▶ SELECTED TEXT:

- Opening Delimiter -

Teaching

I design my courses from scratch where possible, building on The Economy by the CORE project for undergraduate economics and Ariel Rubinstein’s open-access materials for game theory. I have taught at several universities and welcome visiting teaching opportunities.

Selected Courses

Game Theory
B.A. — SAS, University of Tyumen, 2020
Osborne’s An Introduction to Game Theory.
Applied Economics
B.A. — SAS, University of Tyumen, 2022
Built on CORE’s The Economy, covering Units 1–12 and 19–21.
Intermediate Microeconomics
B.A. — American University of Armenia, 2025
Co-taught with Caio Lorecchio (I taught Part I). Varian for theory, CORE for applications.
Advanced Industrial Organization
M.A. — U. Duisburg–Essen, 2024
Belleflamme & Peitz. Oligopoly models and product differentiation.
Preparatory Mathematics for PhD
Ph.D. — RGS Econ / U. Duisburg–Essen, 2024
Analysis and linear algebra for incoming doctoral students.

AI Safety Education

Mentored Projects (SAIGE)

- Closing Delimiter -

▶ LISTED ENTRIES:
- Opening Delimiter -

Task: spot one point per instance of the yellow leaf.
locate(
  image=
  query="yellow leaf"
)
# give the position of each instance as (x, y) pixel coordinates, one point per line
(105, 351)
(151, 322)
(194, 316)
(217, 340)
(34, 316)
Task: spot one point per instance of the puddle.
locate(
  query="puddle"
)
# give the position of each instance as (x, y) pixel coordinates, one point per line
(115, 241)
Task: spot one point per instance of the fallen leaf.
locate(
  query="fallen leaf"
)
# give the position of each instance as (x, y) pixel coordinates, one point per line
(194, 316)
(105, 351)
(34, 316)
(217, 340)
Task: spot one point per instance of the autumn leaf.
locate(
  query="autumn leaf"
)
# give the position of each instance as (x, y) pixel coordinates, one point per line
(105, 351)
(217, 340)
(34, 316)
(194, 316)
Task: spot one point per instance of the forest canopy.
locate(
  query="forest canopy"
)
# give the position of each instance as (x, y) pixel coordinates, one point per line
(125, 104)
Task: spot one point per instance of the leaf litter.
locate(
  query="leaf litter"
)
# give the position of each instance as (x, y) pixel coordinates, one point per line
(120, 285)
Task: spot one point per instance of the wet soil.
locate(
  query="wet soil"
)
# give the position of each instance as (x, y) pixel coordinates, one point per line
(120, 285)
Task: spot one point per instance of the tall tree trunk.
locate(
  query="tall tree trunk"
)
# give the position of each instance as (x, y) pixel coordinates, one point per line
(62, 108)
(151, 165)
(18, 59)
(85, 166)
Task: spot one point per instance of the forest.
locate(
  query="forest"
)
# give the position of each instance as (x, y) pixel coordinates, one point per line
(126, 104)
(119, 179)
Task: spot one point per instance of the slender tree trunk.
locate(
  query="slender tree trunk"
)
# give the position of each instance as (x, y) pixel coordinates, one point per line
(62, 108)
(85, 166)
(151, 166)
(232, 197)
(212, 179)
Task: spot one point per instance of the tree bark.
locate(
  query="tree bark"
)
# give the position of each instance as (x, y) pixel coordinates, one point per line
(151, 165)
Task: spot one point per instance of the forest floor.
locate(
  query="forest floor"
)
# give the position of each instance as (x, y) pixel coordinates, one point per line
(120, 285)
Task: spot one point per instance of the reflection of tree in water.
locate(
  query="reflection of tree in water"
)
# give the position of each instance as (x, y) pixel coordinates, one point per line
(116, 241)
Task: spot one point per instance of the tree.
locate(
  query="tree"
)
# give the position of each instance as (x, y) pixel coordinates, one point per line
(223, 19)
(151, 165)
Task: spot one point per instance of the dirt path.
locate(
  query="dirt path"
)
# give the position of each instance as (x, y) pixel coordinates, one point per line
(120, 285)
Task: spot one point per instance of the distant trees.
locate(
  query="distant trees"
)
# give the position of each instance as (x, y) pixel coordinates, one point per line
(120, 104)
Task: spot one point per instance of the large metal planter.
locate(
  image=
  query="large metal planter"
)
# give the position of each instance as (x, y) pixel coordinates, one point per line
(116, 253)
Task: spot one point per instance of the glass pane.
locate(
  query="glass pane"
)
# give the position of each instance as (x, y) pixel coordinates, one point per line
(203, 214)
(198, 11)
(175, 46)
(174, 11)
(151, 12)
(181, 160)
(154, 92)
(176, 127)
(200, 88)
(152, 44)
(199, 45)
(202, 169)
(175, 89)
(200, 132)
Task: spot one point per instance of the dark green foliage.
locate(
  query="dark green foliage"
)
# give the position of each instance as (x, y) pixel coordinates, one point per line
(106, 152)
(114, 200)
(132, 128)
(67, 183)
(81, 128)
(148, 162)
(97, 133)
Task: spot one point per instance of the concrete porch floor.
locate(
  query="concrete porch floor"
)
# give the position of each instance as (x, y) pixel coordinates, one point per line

- Closing Delimiter -

Copy the full teaching page word for word. The items have no connection to the teaching page.

▶ TASK RESULT:
Teaching

I design my courses from scratch where possible, building on The Economy by the CORE project for undergraduate economics and Ariel Rubinstein’s open-access materials for game theory. I have taught at several universities and welcome visiting teaching opportunities.

Selected Courses

Game Theory
B.A. — SAS, University of Tyumen, 2020
Osborne’s An Introduction to Game Theory.
Applied Economics
B.A. — SAS, University of Tyumen, 2022
Built on CORE’s The Economy, covering Units 1–12 and 19–21.
Intermediate Microeconomics
B.A. — American University of Armenia, 2025
Co-taught with Caio Lorecchio (I taught Part I). Varian for theory, CORE for applications.
Advanced Industrial Organization
M.A. — U. Duisburg–Essen, 2024
Belleflamme & Peitz. Oligopoly models and product differentiation.
Preparatory Mathematics for PhD
Ph.D. — RGS Econ / U. Duisburg–Essen, 2024
Analysis and linear algebra for incoming doctoral students.

AI Safety Education

Mentored Projects (SAIGE)